# Your instructions
Pictures are not part of the copy; retype all the records below exactly.
::::::
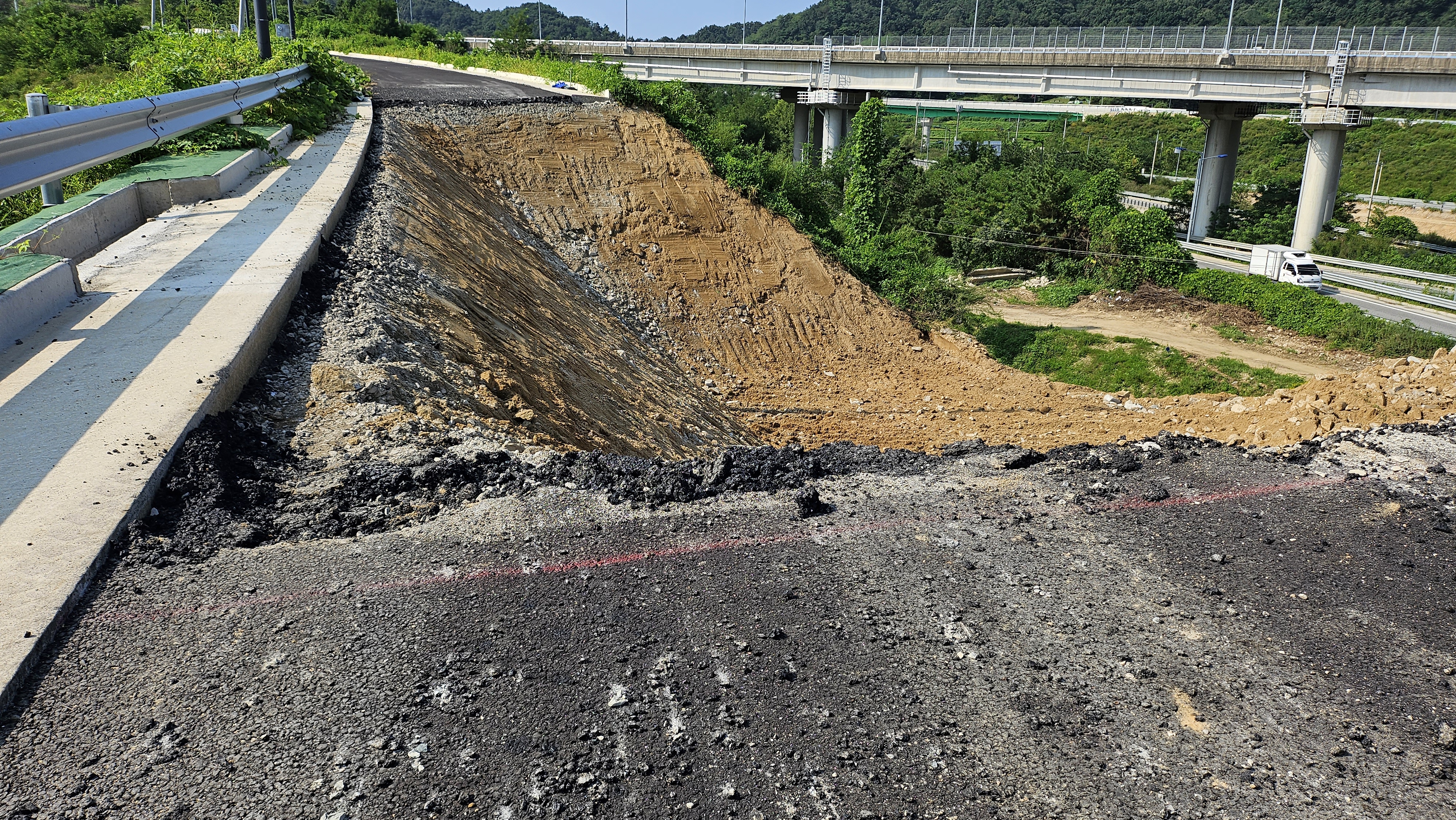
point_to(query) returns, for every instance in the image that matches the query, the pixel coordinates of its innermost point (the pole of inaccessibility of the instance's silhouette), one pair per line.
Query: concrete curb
(84, 232)
(507, 76)
(241, 299)
(25, 307)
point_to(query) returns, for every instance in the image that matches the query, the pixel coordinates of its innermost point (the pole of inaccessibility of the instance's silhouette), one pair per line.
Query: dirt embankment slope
(794, 346)
(590, 285)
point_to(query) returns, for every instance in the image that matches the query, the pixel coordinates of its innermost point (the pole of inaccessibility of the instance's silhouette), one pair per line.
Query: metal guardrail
(1238, 251)
(44, 149)
(1409, 243)
(1409, 203)
(1378, 40)
(1387, 291)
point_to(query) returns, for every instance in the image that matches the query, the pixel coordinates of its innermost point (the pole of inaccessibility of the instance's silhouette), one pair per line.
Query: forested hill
(451, 17)
(937, 17)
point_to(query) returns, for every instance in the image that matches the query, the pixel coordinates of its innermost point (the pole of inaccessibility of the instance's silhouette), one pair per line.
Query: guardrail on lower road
(43, 149)
(1230, 251)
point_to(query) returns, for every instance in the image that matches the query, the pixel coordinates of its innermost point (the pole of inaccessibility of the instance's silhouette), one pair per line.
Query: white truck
(1283, 264)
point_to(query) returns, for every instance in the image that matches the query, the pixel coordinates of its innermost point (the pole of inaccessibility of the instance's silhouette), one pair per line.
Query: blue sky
(666, 18)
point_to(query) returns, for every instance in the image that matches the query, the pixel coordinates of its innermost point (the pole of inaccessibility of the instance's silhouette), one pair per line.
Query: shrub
(1396, 228)
(1123, 363)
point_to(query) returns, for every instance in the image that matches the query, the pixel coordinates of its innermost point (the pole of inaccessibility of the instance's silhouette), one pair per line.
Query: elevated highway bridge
(1326, 76)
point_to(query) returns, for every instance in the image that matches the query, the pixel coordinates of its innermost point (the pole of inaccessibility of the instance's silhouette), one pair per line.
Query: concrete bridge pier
(1320, 189)
(834, 130)
(803, 117)
(1221, 154)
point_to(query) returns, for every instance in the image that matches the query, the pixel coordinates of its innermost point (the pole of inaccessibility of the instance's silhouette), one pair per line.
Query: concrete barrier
(81, 234)
(175, 324)
(41, 296)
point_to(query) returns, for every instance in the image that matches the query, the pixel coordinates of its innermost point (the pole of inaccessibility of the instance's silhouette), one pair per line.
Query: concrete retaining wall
(189, 327)
(30, 304)
(84, 232)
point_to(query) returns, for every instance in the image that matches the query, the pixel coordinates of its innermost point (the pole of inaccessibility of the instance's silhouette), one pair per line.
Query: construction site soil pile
(793, 347)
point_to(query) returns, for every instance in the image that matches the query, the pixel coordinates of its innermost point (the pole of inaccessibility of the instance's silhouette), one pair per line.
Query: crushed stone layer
(790, 344)
(1167, 628)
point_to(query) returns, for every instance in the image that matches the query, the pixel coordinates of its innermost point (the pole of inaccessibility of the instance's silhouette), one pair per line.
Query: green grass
(1305, 312)
(168, 62)
(1123, 363)
(592, 76)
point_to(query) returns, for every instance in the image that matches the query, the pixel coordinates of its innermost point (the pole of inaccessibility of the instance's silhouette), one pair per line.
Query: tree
(516, 39)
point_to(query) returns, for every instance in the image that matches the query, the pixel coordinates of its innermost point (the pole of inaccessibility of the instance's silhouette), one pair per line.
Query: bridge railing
(1288, 40)
(1368, 40)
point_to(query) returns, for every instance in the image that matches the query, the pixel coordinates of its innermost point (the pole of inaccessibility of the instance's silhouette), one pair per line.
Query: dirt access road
(1176, 633)
(372, 592)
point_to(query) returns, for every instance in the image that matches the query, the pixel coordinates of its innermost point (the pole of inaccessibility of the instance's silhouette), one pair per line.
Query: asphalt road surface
(1122, 633)
(398, 84)
(1436, 321)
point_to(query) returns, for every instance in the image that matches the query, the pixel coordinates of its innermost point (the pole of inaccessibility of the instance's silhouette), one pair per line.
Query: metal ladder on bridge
(1337, 76)
(829, 55)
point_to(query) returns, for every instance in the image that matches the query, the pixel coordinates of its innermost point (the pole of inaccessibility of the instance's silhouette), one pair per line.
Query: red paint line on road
(417, 582)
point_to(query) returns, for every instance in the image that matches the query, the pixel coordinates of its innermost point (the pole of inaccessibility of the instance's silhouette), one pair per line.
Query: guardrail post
(40, 106)
(261, 24)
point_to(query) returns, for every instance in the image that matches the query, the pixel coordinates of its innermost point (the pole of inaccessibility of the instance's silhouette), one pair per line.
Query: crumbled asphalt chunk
(809, 503)
(225, 492)
(947, 627)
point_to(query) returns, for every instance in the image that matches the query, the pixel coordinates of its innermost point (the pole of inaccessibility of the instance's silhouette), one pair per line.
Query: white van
(1283, 264)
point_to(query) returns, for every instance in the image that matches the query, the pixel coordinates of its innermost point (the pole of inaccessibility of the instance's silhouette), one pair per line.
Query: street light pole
(1228, 36)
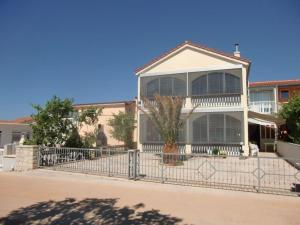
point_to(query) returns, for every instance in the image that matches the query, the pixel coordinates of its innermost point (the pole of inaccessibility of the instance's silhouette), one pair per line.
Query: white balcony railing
(265, 107)
(217, 100)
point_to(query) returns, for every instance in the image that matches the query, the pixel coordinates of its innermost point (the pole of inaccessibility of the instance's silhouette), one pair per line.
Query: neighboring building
(267, 97)
(11, 131)
(215, 81)
(108, 110)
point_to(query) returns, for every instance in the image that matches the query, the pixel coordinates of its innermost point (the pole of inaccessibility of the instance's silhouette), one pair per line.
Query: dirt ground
(51, 197)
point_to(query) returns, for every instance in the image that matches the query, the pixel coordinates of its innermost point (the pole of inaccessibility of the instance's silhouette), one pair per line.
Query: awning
(264, 119)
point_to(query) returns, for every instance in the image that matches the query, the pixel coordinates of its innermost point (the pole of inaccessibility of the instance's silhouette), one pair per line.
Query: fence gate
(133, 164)
(257, 174)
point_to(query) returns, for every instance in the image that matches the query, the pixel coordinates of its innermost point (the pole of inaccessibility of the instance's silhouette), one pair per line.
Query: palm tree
(165, 113)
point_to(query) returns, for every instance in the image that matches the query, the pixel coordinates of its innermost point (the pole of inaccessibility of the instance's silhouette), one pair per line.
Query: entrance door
(254, 134)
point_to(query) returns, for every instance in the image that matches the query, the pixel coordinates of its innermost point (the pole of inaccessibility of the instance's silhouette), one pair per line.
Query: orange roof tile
(274, 83)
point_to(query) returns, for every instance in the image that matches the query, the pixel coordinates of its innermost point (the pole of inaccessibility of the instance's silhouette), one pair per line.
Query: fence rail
::::::
# Output for this task
point_to(query) returns, for every instance in the image that matches the query, the pixel coordinates of its innermost point (the pole of inaccessibility of the instance's silhouette), one pair per line.
Query: concrete curb
(84, 232)
(507, 76)
(241, 299)
(25, 307)
point_to(query) returns, for every instance in the image that matches the query, the pixel coordinates of its innermost point (the pole of inaccessibility of the instance's silhouette), one pair per line.
Query: dirt embankment slope
(794, 346)
(590, 285)
point_to(query) returns, for every instance in the image that matches the query, the pixel coordinates of its innermost point (the pole of inaccessibility of the instance's silhouette), one pair per line.
Query: metal guardrail
(1238, 251)
(44, 149)
(1409, 243)
(1409, 203)
(1378, 40)
(1387, 291)
point_to(query) returns, for every instance in the image that matches the query, the pixel coordinates of its innermost point (the pole of inaccessibility of the instance's silhouette), one pair per line.
Query: forested hill
(451, 17)
(937, 17)
point_to(query) returns, for every instance in the image that matches the query, the pixel coordinates of its innermost point (the pole of inaccessibility of the instance's silhouette), one pair per line.
Query: guardrail on lower road
(43, 149)
(1230, 251)
point_to(query) returns, for every instance in the image that matches the query, the pixel coordinates of its innermost point (the pole of inaccessibility of the instance's silhouette), one pair per line.
Query: white truck
(1283, 264)
point_to(query) returns, for every instance in the image that matches the query, the pixel coordinates of its innermost point (the pole of inaccessibility of the instance's silhouette), one pair per line.
Query: blue sky
(666, 18)
point_to(query) returns, for every instance in the image that matches the query, the pixel coordinates of its innermost point (the pole of inaccessibility of the instance's silhouette), one pair per line.
Query: shrub
(1396, 228)
(1123, 363)
point_to(query) returns, for every instance in the image that matches the query, the pixel coordinates of its innermost point (the pole of inaccessibility of the instance's silhouette), one pair per line.
Query: elevated highway bridge
(1326, 76)
point_to(query) returns, for every instance in the image that matches the query, the pixel coordinates of its innermost point (the pole of inaccessibility of the instance's silhouette), one pair per line.
Query: concrete bridge pier
(1320, 189)
(834, 130)
(803, 117)
(1221, 154)
point_to(query) returns, for every instance in the image that matches the query, the pixel coordinates of its innermost point (the pole of inaccessibility of the instance's silhouette), one pair per line.
Query: concrete barrier
(81, 234)
(175, 324)
(41, 296)
point_to(query) returns, for every instance in the image that matches the query, the pixel coordinates of its innermost point (the pole of inaccessibility of the instance's silhouette), one pair per line.
Query: concrete retaining wall
(189, 327)
(30, 304)
(84, 232)
point_to(query) returns, for every instance in the image that matches the query, the pixel coordinates of its innermost point (the pole of inaccessibility of the instance's silhouette), one pair per line.
Query: construction site soil pile
(793, 347)
point_to(query) returns, for every instance in the image that matches the query, the pixel coordinates of its innermost point (the pole of inaccessibility of the instance's silhouette), one pair per line.
Query: crushed stone layer
(790, 344)
(1167, 628)
point_to(query) returns, for every instance in the image that matches the query, the pixel coordinates of its innermost point (the pole of inaccessibility of the instance's silhouette), one pair per line.
Query: green grass
(1305, 312)
(168, 62)
(1123, 363)
(592, 76)
point_to(query) returns, for every instance in the image that matches the query, the pixel coordinates of its innermost point (the pole of inaccessibility of the instance's silhouette), one pair per line.
Query: tree
(516, 39)
point_to(query) returns, for every instance in the image that matches the query, the pixel coordinates of its innermost point (the pole of inaccessibility of the instance's silhouette), one pair per line.
Query: bridge railing
(1288, 40)
(1368, 40)
point_to(query) returns, for every instance in the image that matches the query, the pixel coordinates of its innermost point (the pole of inaccessibility of the instance's silhouette), one pair per line.
Query: dirt access road
(1176, 633)
(372, 592)
point_to(query) returns, for every instance in the image that matches the query, the pixel coordinates of its innermost point (the pole of inaccessibility of the instance's silhouette), one pair per line.
Query: asphalt road surface
(1122, 633)
(398, 84)
(1436, 321)
point_to(query) returns, for every instance in the image that matches the query, the pixel coordinates of its innermost point (the pole of inaccessibility of the instance's silhouette), one pair per line.
Query: metal ladder on bridge
(1337, 76)
(829, 55)
point_to(query) returns, for every instance in the image that matches the query, the pixel coordinates of its innermost point (the pole of inaccessibility of the instance's silhouette), one pair per line.
Query: red paint line on road
(417, 582)
point_to(query) returns, for every instance in the image that matches the query, the pixel coordinates of its innermost point (the pole of inaccessibility of the instance's silhouette), one pair per line.
Query: guardrail post
(40, 106)
(261, 24)
point_to(query) returns, for every instance in the image that matches the query, the pixel coordinates of its innermost point (the pole of inaccessibility of the instance's silhouette), one pair per line.
Query: crumbled asphalt chunk
(809, 503)
(225, 492)
(947, 627)
point_to(query) returns, for every instance in the image that matches the query, the pixel coordinates of its innermost point (the pole of inaccessibility of the instance's silhouette), one pair per line.
Query: white van
(1283, 264)
point_to(query) returns, for every instance in the image that matches the query, the pixel coordinates of its innermost point (the pole of inaccessibility of the instance's silhouette), one pair per line.
Query: street light pole
(1228, 36)
point_to(query) returns, for every instance in the image that matches the query, the pixel coordinates of its innermost point (the pole of inaccessibility of the instance's silhouette), one pair per line.
Query: white balcony railing
(265, 107)
(217, 100)
point_to(query) returns, for every instance in the image that matches the query, the pixel coordinates of its innermost point (the pole of inaccessibility of the instance's silhouette), one pair per line.
Query: neighboring building
(267, 97)
(11, 131)
(215, 81)
(108, 110)
point_to(query) returns, for every instance in the image that matches the query, the pixel coordinates of its innermost point (the pole of inaccessibility of the instance's silhouette), one pair per line.
Query: dirt ground
(51, 197)
point_to(query) returns, for every instance in the image that matches the query, the pixel coordinates of its innermost point (the pole of inaccessibility of the instance's silhouette), one pair per line.
Query: awning
(264, 119)
point_to(query) returns, for every instance in the image that matches the query, the pixel coordinates of its innermost point (the pole of inaccessibility of the instance's silhouette), one pair per line.
Query: fence gate
(133, 164)
(257, 174)
point_to(query) returns, for every instance in the image that matches the query, the pixel coordinates of its innermost point (the pole of inaccessibility of the instance's silhouette), one pair per line.
Query: palm tree
(165, 113)
point_to(query) returns, for every instance in the image that matches the query, the pixel coordinates of its innermost point (the pole of inaccessibility of the instance's silhouette), one pair per line.
Query: entrance door
(254, 134)
point_to(query) returns, for every instance in the image that matches the query, the pixel coordinates of its innermost point (the pole of inaccessibility of the instance's silhouette), one pair per line.
Query: orange roof tile
(274, 83)
point_to(query) returns, for every instance in the image that matches the query, the pixel coordinates of its innermost point (the pole of inaccessibility of the instance's silhouette), one pair per line.
Query: fence rail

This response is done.